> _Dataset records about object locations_
----------------
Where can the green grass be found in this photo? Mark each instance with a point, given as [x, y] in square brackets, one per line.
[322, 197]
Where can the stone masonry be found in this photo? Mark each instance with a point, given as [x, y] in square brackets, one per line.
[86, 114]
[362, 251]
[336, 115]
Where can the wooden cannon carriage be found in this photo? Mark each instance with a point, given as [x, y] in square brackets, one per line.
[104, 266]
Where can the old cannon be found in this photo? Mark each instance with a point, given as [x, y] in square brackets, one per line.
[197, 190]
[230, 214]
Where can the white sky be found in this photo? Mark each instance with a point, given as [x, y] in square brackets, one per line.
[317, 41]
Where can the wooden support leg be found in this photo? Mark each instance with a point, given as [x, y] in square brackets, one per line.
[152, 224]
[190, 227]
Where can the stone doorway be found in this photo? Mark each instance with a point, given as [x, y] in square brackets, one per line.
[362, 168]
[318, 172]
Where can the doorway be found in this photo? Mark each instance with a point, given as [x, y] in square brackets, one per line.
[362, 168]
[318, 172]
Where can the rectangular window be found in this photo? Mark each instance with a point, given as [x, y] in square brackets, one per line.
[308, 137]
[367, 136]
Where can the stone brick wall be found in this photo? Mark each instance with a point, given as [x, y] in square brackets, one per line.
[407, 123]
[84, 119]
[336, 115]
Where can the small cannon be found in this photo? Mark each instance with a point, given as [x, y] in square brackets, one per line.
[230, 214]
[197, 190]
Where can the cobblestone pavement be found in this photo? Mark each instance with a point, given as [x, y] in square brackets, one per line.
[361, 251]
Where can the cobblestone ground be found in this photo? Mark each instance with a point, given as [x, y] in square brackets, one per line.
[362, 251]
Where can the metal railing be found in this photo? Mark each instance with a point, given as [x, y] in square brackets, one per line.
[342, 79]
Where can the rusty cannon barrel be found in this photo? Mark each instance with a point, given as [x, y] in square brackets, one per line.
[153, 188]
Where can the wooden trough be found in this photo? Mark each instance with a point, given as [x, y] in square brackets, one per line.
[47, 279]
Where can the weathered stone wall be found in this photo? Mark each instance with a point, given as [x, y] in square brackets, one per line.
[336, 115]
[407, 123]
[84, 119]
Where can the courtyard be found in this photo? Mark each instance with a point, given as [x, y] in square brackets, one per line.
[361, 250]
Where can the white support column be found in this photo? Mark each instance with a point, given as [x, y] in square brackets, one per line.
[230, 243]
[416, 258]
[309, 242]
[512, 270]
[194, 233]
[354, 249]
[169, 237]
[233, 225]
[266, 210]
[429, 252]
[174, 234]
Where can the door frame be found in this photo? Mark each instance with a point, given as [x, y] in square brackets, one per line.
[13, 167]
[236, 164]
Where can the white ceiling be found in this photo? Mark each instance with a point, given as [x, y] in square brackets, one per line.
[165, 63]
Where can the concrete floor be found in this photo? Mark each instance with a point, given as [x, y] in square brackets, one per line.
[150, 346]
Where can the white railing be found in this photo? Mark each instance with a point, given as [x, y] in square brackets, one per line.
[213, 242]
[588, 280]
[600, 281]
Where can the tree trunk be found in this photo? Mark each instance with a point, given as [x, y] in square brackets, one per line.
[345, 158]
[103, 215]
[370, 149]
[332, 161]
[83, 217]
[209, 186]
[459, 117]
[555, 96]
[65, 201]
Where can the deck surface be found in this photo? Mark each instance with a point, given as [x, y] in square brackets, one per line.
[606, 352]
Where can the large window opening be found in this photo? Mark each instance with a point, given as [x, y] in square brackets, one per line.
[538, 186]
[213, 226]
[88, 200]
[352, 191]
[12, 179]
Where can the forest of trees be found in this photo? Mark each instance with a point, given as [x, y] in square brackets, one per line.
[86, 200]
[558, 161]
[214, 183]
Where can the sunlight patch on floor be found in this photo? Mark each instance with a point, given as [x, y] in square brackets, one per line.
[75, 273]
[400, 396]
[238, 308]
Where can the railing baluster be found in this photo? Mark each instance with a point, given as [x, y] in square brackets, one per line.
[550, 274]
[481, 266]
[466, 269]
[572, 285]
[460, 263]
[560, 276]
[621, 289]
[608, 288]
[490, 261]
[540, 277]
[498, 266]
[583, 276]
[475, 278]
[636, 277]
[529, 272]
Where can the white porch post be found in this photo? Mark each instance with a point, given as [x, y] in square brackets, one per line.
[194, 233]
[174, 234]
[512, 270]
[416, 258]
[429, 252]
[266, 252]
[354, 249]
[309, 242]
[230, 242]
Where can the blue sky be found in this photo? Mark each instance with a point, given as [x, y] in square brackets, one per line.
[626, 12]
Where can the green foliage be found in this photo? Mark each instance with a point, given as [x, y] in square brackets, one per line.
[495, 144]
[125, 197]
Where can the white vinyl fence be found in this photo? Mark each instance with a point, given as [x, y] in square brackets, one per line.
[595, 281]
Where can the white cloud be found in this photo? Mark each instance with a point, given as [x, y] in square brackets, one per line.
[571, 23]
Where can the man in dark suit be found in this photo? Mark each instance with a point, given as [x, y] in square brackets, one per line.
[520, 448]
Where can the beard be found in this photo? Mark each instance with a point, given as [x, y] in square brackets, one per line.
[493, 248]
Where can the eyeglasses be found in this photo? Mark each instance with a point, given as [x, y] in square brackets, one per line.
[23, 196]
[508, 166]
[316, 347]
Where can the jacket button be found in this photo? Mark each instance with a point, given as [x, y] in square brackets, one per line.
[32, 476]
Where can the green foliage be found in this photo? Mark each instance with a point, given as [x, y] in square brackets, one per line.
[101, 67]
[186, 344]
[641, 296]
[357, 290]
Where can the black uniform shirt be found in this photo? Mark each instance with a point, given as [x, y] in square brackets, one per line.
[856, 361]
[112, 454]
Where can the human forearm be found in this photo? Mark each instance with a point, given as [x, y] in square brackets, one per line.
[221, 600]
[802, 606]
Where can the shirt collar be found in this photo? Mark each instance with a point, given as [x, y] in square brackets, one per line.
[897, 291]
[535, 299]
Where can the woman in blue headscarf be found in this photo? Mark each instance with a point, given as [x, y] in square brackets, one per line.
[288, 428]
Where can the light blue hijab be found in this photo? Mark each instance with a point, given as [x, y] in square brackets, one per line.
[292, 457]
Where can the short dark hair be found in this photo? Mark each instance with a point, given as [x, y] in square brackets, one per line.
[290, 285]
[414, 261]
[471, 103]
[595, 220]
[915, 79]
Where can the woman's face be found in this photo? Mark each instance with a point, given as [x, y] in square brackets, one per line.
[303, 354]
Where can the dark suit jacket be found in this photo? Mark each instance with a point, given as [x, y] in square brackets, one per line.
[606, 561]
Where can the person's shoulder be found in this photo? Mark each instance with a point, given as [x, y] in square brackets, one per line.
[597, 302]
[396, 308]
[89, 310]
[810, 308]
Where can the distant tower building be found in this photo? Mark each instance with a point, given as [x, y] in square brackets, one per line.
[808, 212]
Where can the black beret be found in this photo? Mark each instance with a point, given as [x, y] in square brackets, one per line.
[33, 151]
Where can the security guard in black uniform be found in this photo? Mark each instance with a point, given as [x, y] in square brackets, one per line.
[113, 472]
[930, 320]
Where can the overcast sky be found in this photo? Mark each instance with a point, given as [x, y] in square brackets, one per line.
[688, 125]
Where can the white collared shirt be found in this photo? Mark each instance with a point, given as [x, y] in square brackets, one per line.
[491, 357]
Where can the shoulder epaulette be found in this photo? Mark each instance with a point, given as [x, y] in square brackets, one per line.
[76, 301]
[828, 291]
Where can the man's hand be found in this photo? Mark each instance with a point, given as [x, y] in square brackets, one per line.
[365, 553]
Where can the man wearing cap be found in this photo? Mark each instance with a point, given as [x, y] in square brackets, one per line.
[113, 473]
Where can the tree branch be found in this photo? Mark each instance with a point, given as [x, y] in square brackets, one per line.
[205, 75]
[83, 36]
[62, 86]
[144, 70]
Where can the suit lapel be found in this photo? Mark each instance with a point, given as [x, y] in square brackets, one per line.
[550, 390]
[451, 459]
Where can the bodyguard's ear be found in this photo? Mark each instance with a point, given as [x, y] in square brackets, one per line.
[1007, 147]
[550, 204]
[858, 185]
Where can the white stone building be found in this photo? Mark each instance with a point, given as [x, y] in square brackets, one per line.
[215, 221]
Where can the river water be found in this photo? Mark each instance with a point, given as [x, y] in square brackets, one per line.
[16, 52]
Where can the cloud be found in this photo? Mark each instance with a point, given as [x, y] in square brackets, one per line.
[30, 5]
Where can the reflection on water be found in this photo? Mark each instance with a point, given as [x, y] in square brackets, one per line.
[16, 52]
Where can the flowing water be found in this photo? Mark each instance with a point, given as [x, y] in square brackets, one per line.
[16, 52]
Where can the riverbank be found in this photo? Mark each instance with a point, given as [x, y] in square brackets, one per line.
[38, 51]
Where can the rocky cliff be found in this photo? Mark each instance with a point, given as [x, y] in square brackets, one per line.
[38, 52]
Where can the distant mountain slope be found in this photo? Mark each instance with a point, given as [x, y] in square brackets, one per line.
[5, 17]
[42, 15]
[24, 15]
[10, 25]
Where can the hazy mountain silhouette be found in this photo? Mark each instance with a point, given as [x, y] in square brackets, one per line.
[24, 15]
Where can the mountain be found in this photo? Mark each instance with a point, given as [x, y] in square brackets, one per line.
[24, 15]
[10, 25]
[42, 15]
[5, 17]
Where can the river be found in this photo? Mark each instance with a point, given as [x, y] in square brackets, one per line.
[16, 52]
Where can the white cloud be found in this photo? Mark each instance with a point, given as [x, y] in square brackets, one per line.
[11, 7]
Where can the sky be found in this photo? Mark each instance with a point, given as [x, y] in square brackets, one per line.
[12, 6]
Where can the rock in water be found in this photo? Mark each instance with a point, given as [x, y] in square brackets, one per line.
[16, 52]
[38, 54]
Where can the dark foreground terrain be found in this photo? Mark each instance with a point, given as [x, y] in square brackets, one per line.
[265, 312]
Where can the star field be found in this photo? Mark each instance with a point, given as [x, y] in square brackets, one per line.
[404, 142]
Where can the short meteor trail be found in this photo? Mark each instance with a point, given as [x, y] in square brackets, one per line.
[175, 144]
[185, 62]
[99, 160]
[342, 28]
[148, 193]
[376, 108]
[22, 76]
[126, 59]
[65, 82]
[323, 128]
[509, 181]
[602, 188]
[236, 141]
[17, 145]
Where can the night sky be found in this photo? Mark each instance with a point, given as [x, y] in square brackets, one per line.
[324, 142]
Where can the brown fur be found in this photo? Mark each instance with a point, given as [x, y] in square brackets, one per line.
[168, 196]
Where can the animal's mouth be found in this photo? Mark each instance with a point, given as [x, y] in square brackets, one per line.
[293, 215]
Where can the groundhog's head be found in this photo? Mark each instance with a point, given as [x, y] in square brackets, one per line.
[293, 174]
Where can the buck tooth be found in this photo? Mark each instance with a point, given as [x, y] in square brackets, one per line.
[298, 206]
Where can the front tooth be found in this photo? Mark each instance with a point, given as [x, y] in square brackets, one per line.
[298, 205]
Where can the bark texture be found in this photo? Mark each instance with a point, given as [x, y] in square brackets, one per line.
----------------
> _TASK TO CARRY OUT_
Quote verbatim the line containing "Where can the night" and every line after it through the end of the records above.

> _FULL ANSWER_
Where can the night sky be found in this photo? Mark each instance with a point, given as [x, y] in square brackets, one per line.
[324, 142]
Where can the brown fur be found in this photo? Mark each instance with a point, given as [x, y] in square brackets, one per line.
[168, 196]
Where can the animal's mouth be found in this photo? Mark each instance with a point, given as [x, y] in square brackets, one per line.
[293, 215]
Where can the groundhog's head be found in this photo? Mark each instance with a point, given as [x, y] in square brackets, one per line.
[293, 174]
Where can the buck tooth be found in this photo? Mark each instance with a point, given as [x, y] in square brackets, one per line.
[298, 206]
Where can the front tooth be found in this photo? Mark each instance with a point, given as [x, y] in square brackets, one per line.
[298, 205]
Where can the bark texture be found in this photo? Mark each instance with a point, given as [x, y] in square brackets, one per line.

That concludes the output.